→ **Excerpted text**
_____
THE HAGUE (Dispatches) – Former Bosnian Serb military chief Ratko Mladic will on Tuesday hear the decision on his appeal against his genocide conviction, in a Hague tribunal’s final verdict on the 1995 Srebrenica massacre.
The ruling will be the closing chapter in the case against the man dubbed the “Butcher of the Balkans”, who was sentenced to life imprisonment by a UN war crimes tribunal in 2017.
Now an ailing 78-year-old, the once-burly military strongman of the 1992-1995 Bosnian war is expected to be in court, where he has previously delivered angry outbursts against the West.
Mladic, who spent a decade on the run before his capture in 2011, was convicted of one count of genocide for the massacre of about 8,000 Muslim men and boys in 1995.
Prosecutor Serge Brammertz said he was “cautiously optimistic” about the verdict, telling reporters this week he “can’t imagine another outcome than confirmation.”
Families of some of the men and boys massacred in Srebrenica said they will be outside the court on Tuesday.
“This verdict is not only important for the victims and survivors. It is very important for the future of our children, of all of us,” said Subasic, who planned to be at the court with around a dozen supporters.
Munira Subasic, president of one of the “Mothers of Srebrenica” associations, also said, “We will go to The Hague to look the executioner in the eye once again as he is finally sentenced” nearly three decades after the Bosnian War.
On July 11, 1995, the Serb forces commanded by Mladic overran Srebrenica, which had been declared a “safe zone” by the United Nations and was protected by lightly-armed Dutch peacekeepers.
Mladic’s forces sent women and children away and captured and executed men and boys.
In less than two weeks, the Serbian forces systematically murdered more than 8,000 Bosnian Muslim men and boys and buried their bodies in numerous mass graves in an attempt to hide their crime.
_____
→ **Provided data**
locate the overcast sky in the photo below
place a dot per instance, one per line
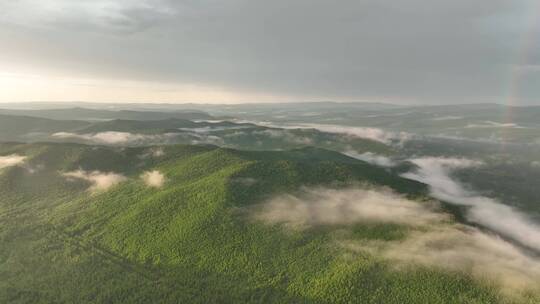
_____
→ **Task prompt**
Name every person identified by name in the news excerpt on the Mladic appeal verdict.

→ **Finished answer**
- Ratko Mladic
- Serge Brammertz
- Munira Subasic